[START TEXT PROVIDED]

Opinion
No. COA11–1567.
2012-06-19
TOWN OF FOREST CITY, Plaintiff, v. RUTHERFORD RAILROAD DEVELOPMENT CORPORATION, et al., Defendants.
David A. Lloyd for Plaintiff-appellant. Williams Mullen, by Gilbert C. Laite III and Kelly Colquette Hanley, for Defendant-appellees.
Appeal by Plaintiff from order entered 16 June 2011 by Judge Laura J. Bridges in Rutherford County Superior Court. Heard in the Court of Appeals 24 April 2012. David A. Lloyd for Plaintiff-appellant. Williams Mullen, by Gilbert C. Laite III and Kelly Colquette Hanley, for Defendant-appellees.
HUNTER, JR., ROBERT N., Judge.
The Town of Forest City (“the Town”) appeals from the trial court's order granting Southeast Shortlines, Inc. d/b/a Thermal Belt Railway's (“Southeast”) motion in the cause and ordering the Town to pay the costs incurred by Southeast in defending against the Town's 2007 condemnation action. We affirm.
I. Factual & Procedural Background
We incorporate by reference the facts of this controversy as set forth in a companion opinion, COA11–1569, filed contemporaneously with this opinion. Additional facts are provided as necessary below in addressing the Town's appeal.
II. Jurisdiction
The trial court's 16 June 2011 judgment and 16 June 2011 order constituted a final disposition of all of the parties' claims. We accordingly exercise jurisdiction over the Town's appeal in the instant case pursuant to N.C. Gen.Stat. § 7A–27(b) (2011) (providing for an appeal as a matter of right to this Court “[f]rom any final judgment of a superior court”).
III. Analysis
The issue presented is whether the trial court erred in granting Southeast's motion in the cause for costs, including attorneys' fees, incurred in defending against the Town's 2007 condemnation action. “The general rule in North Carolina is that in the absence of contractual obligation or statutory authority, a successful litigant may not recover attorney's fees as damages or a part of the court costs.” Davis v. Kelly, 147 N.C.App. 102, 105, 554 S.E.2d 402, 404 (2001). However, N.C. Gen.Stat. § 40A–8 provides specific authority for “Costs” in the context of condemnation proceedings and provides, in pertinent part:
If a condemnor institutes a proceeding to acquire by condemnation any property and (i) if the final judgment in a resulting action is that the condemnor is not authorized to condemn the property, or (ii) if the condemnor abandons the action, the court with jurisdiction over the action shall after making appropriate findings of fact award each owner of the property sought to be condemned a sum that, in the opinion of the court based upon its findings of fact, will reimburse the owner for: his reasonable costs; disbursements; expenses (including reasonable attorney, appraisal and engineering fees)[.]
N.C. Gen.Stat. § 40A–8(b) (2011). We review the trial court's award of costs, including attorneys' fees, for abuse of discretion. See Concrete Machinery Co., Inc. v. City of Hickory, 134 N.C.App. 91, 100, 517 S.E.2d 155, 160 (1999). “ ‘Abuse of discretion results where the court's ruling is manifestly unsupported by reason or is so arbitrary that it could not have been the result of a reasoned decision.’ “ State v. Trull, 349 N.C. 428, 445, 509 S .E.2d 178, 190 (1998) (citation omitted).

[END TEXT PROVIDED]
[START DATASET EXCERPTS]

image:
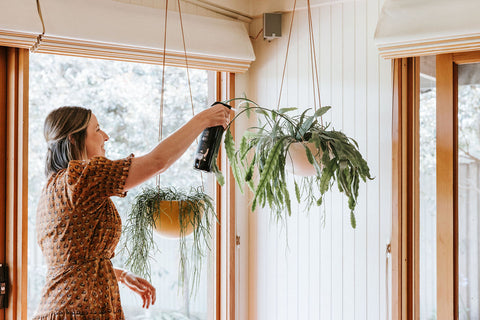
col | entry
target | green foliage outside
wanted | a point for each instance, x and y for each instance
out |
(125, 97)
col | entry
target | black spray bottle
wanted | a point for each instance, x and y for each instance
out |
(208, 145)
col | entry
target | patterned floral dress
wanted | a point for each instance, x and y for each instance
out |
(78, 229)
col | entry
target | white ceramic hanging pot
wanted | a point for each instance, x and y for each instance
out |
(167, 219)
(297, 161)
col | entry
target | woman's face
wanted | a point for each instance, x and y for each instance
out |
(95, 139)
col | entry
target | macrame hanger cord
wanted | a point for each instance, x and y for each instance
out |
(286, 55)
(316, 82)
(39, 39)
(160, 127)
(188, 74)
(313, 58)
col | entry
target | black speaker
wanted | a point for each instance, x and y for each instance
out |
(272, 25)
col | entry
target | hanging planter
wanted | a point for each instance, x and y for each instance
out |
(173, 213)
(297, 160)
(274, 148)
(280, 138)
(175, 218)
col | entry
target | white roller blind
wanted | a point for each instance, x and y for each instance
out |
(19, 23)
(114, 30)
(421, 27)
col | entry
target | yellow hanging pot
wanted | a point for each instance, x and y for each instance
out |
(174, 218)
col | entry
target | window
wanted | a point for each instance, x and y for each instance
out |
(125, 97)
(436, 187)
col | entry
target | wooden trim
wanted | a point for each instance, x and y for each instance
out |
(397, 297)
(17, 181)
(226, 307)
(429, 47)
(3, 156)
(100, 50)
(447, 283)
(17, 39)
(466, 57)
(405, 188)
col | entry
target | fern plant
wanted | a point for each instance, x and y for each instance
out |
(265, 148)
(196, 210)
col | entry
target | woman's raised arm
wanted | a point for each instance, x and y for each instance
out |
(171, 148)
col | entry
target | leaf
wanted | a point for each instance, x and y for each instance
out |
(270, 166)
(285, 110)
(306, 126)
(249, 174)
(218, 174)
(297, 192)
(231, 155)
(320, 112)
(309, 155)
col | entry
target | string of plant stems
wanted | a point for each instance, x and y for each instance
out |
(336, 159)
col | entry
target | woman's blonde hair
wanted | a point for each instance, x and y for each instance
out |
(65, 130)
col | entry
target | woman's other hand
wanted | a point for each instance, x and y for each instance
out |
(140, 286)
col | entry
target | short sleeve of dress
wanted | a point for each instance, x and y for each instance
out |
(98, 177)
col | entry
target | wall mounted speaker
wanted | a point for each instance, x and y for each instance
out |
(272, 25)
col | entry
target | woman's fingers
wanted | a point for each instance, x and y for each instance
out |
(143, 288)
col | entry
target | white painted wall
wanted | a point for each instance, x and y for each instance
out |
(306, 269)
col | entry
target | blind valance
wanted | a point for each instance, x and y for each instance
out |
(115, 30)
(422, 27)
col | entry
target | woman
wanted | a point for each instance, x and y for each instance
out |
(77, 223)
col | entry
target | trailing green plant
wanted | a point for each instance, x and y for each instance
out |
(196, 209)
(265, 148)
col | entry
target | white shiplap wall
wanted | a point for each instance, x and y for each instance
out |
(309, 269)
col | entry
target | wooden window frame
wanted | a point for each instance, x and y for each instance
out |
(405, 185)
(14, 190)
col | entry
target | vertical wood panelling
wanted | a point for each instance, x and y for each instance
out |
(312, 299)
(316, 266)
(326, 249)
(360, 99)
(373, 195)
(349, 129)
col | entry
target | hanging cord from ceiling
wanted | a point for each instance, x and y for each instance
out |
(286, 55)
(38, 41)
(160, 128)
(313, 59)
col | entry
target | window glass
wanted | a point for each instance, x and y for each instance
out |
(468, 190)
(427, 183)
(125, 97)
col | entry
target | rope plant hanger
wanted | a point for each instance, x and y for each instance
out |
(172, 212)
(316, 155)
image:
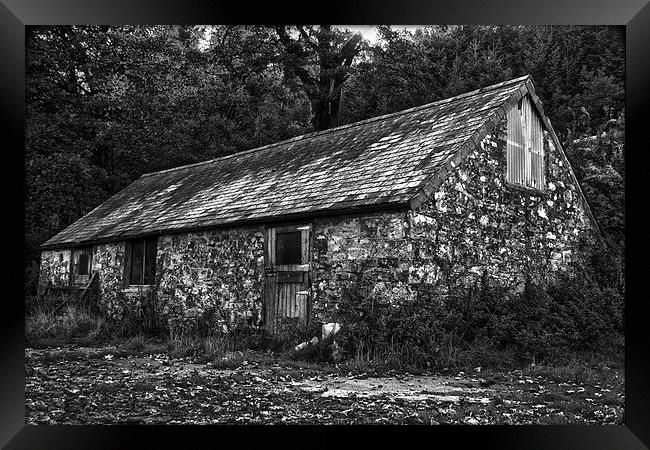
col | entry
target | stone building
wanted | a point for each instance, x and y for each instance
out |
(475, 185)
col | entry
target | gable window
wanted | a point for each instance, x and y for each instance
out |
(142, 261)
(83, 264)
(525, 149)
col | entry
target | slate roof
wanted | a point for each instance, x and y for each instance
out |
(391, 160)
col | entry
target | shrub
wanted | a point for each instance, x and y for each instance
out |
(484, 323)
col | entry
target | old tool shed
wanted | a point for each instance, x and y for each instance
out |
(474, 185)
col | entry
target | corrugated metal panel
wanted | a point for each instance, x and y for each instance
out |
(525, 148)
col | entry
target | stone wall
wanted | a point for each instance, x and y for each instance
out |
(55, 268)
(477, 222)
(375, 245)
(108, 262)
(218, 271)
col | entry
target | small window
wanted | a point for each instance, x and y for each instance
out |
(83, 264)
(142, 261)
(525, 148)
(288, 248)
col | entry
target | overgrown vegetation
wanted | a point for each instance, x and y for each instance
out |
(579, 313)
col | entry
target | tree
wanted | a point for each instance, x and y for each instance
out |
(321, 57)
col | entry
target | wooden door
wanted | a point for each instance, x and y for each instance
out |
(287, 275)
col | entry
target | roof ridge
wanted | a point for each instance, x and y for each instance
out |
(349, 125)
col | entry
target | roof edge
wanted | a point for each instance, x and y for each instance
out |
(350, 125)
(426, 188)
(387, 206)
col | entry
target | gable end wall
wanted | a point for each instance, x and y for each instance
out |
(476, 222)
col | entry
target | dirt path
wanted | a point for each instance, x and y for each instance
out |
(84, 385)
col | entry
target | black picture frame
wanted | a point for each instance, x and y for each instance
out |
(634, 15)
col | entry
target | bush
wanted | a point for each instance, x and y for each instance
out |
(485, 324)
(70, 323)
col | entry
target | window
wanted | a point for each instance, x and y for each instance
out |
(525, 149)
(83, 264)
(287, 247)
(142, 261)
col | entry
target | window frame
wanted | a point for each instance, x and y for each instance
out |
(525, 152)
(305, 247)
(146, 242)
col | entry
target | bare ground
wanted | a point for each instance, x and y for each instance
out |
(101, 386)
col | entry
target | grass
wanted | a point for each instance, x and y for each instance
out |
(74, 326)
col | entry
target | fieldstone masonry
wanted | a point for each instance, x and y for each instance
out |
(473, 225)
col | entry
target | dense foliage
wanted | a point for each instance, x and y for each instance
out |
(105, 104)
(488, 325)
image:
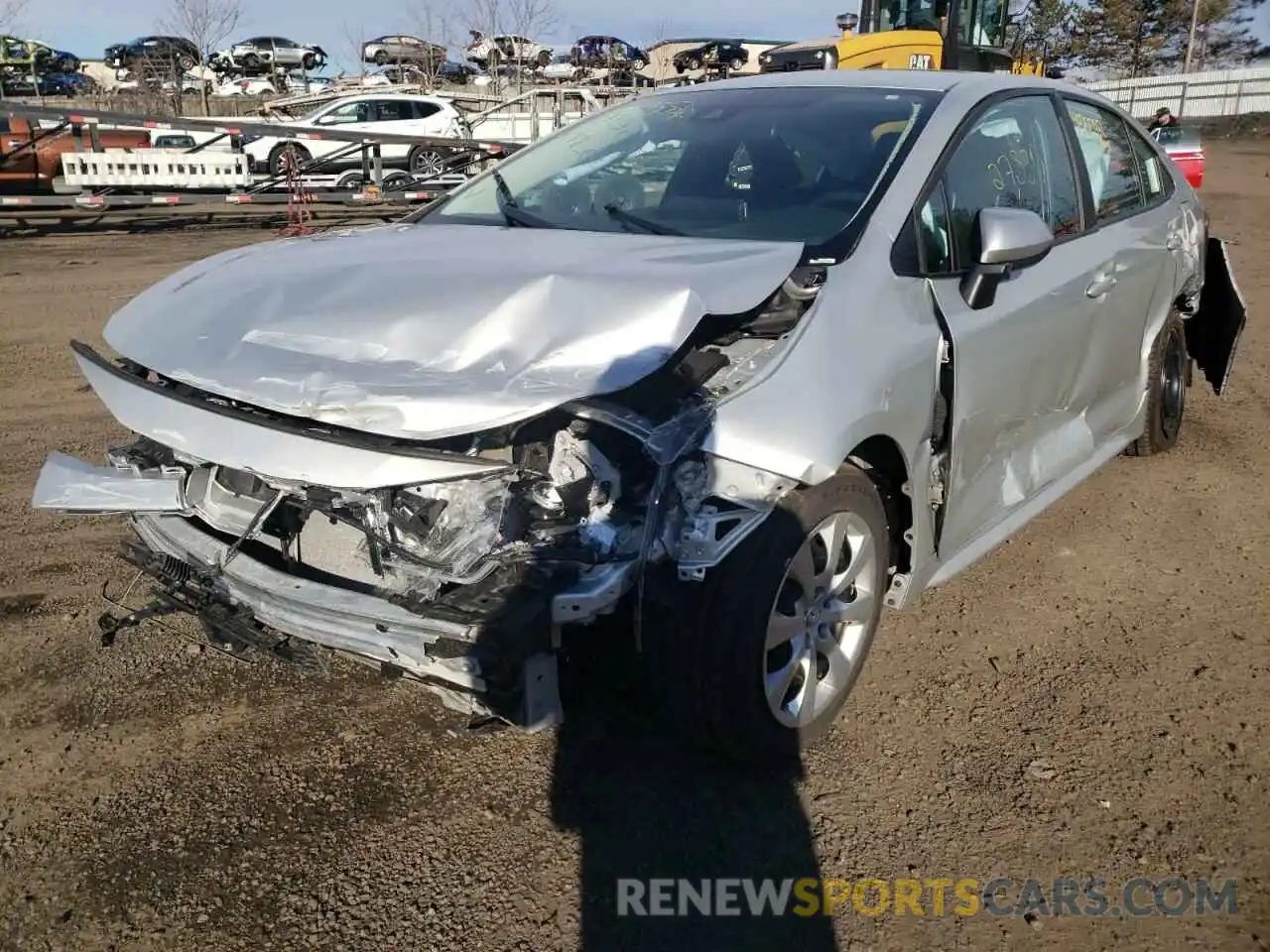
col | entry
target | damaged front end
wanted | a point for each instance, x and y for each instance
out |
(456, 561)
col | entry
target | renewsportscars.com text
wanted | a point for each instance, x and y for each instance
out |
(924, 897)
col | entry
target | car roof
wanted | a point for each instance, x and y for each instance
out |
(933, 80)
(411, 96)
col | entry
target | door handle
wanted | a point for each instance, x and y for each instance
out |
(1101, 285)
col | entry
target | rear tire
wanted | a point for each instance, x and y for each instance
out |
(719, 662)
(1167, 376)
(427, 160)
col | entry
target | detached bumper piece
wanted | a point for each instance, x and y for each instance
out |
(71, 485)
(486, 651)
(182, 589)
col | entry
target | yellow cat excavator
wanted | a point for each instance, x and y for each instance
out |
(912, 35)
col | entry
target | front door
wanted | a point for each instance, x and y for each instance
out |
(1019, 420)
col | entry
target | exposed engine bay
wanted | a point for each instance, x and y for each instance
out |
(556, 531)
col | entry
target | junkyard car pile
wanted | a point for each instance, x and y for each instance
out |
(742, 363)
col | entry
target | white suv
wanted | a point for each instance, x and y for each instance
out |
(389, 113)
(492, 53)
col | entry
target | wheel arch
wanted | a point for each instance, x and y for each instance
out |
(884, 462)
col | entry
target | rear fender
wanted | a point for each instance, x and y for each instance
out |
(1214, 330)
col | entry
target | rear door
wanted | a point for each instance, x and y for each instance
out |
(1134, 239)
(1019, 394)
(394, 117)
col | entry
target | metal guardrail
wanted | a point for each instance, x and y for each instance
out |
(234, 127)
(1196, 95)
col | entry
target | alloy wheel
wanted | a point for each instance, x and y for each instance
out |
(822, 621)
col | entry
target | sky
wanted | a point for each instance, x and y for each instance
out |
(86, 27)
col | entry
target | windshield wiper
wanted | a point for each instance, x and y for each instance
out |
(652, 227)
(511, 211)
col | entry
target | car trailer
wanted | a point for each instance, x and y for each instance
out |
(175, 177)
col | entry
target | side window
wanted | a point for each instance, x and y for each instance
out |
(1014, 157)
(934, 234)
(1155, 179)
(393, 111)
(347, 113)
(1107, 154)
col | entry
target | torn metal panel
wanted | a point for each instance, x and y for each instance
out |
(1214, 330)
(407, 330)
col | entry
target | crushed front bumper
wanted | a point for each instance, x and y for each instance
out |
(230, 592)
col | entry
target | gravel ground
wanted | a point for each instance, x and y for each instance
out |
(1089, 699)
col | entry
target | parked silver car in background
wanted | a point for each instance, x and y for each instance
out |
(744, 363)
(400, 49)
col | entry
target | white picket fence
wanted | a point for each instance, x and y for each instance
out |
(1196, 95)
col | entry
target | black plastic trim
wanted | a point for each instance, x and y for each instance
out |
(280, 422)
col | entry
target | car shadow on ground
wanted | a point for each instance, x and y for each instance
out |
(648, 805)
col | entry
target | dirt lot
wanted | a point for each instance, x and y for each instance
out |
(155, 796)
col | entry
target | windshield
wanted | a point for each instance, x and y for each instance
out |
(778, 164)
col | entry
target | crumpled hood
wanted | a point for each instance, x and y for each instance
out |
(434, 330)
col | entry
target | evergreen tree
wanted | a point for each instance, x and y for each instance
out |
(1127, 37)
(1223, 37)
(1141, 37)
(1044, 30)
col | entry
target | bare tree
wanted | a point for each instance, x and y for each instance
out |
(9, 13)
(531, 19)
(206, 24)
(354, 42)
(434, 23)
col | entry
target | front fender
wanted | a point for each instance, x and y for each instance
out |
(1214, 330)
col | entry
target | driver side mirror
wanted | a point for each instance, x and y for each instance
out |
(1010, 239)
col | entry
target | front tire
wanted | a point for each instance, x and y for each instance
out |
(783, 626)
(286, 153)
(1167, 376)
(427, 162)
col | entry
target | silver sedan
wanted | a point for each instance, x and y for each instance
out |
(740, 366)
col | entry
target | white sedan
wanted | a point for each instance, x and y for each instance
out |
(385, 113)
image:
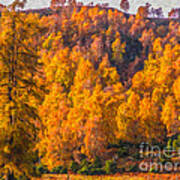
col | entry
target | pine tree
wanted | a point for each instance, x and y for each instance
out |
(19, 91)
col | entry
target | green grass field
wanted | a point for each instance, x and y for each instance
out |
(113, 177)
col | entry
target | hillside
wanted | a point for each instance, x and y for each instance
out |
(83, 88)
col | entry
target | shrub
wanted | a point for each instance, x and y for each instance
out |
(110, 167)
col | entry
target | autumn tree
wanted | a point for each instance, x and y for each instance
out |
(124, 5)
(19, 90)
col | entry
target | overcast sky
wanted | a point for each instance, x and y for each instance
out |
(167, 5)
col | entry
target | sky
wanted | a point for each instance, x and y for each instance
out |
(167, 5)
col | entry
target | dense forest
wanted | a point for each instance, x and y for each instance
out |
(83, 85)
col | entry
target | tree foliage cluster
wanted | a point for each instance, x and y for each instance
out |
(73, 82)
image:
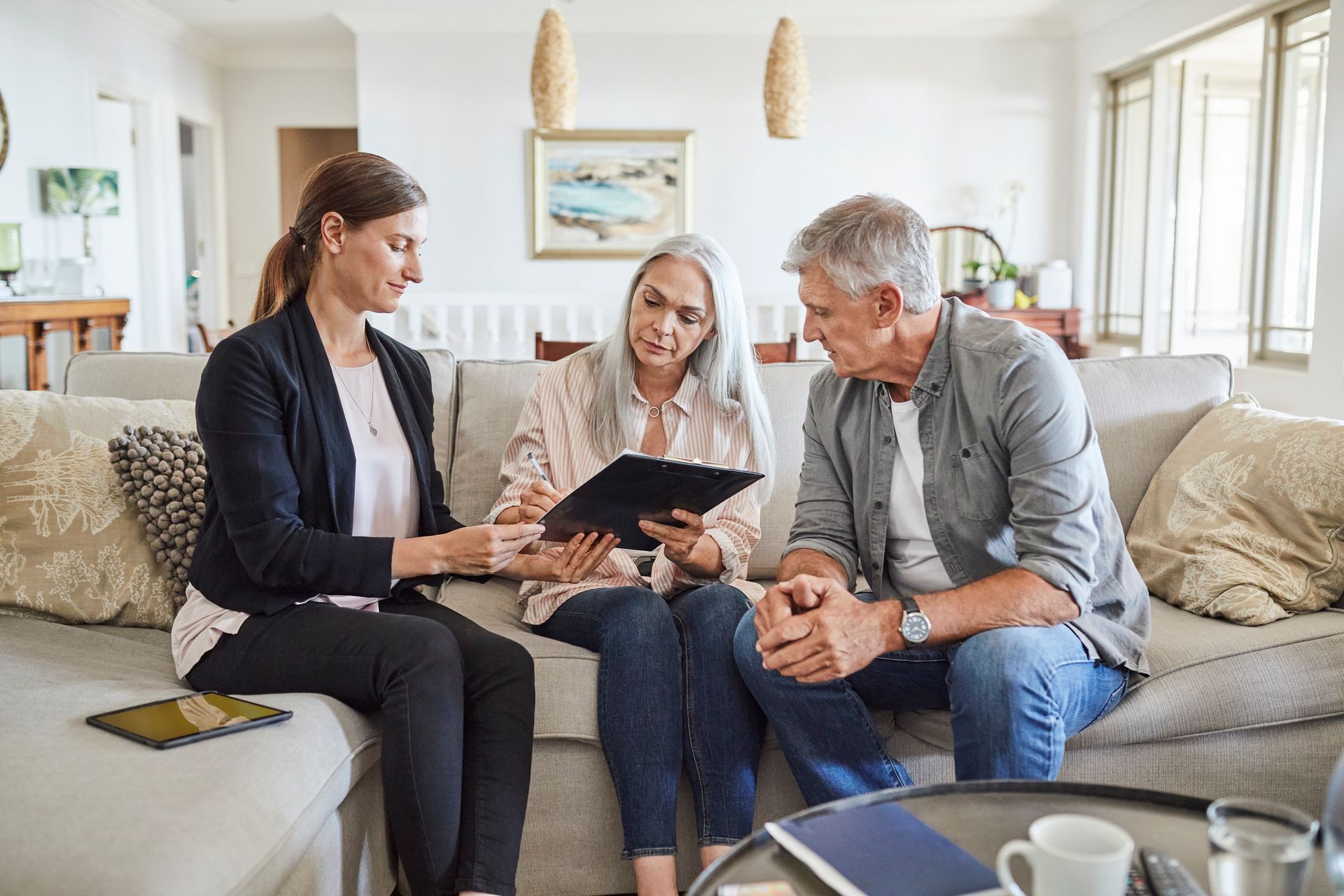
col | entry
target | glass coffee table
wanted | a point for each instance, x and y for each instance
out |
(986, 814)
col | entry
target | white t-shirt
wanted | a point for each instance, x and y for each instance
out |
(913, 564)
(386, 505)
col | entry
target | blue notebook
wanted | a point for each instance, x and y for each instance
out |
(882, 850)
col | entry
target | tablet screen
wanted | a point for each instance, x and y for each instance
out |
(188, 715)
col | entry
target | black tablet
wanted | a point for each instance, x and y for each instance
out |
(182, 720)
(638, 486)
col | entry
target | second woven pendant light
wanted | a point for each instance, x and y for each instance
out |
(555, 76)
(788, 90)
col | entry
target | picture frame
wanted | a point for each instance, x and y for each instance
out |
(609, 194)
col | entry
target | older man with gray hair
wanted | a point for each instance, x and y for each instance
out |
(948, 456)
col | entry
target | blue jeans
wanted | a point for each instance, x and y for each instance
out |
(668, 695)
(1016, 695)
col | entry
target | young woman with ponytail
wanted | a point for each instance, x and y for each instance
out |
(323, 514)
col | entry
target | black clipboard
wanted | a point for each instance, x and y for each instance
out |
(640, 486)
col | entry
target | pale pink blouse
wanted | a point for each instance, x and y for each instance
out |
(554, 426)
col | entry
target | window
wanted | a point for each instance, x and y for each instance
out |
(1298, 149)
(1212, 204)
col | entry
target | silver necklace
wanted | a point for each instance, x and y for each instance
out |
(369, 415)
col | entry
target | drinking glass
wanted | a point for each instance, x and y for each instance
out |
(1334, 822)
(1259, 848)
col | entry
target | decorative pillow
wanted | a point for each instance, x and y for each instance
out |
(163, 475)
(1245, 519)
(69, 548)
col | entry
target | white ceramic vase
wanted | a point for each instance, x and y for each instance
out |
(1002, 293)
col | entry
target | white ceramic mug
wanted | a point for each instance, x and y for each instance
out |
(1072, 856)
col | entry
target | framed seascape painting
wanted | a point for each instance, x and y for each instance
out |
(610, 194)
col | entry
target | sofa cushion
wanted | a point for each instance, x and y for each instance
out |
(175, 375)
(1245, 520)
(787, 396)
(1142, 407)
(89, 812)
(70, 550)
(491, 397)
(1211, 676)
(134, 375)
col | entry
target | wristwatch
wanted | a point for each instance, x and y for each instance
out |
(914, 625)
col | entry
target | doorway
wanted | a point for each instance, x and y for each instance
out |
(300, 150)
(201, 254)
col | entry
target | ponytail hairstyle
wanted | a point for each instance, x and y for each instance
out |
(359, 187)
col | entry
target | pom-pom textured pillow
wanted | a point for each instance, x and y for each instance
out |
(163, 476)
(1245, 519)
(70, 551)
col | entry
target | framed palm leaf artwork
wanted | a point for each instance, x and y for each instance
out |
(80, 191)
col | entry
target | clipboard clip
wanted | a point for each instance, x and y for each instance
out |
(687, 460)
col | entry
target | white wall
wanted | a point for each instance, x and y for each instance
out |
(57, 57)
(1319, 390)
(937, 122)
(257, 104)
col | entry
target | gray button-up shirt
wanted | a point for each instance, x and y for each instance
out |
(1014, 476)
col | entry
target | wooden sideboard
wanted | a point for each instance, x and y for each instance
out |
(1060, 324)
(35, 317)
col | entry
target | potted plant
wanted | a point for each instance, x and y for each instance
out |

[END DATASET EXCERPTS]

### TO BE DONE
**1)** On what date was the case heard in the Court of Appeals, according to the court opinion?
**2)** Translate into Spanish this sentence from the court opinion: "We review the trial court's award of costs, including attorneys' fees, for abuse of discretion."
**3)** Transcribe the passage of the court opinion between "HUNTER, JR., ROBERT" and "the Town's appeal.", inclusive.

### FULL SOLUTIONS
**1)** 24 April 2012

**2)** Revisamos la concesión de costas, incluidos los honorarios de abogados, por parte del tribunal de primera instancia conforme al criterio de abuso de discreción.

**3)**
HUNTER, JR., ROBERT N., Judge.
The Town of Forest City (“the Town”) appeals from the trial court's order granting Southeast Shortlines, Inc. d/b/a Thermal Belt Railway's (“Southeast”) motion in the cause and ordering the Town to pay the costs incurred by Southeast in defending against the Town's 2007 condemnation action. We affirm.
I. Factual & Procedural Background
We incorporate by reference the facts of this controversy as set forth in a companion opinion, COA11–1569, filed contemporaneously with this opinion. Additional facts are provided as necessary below in addressing the Town's appeal.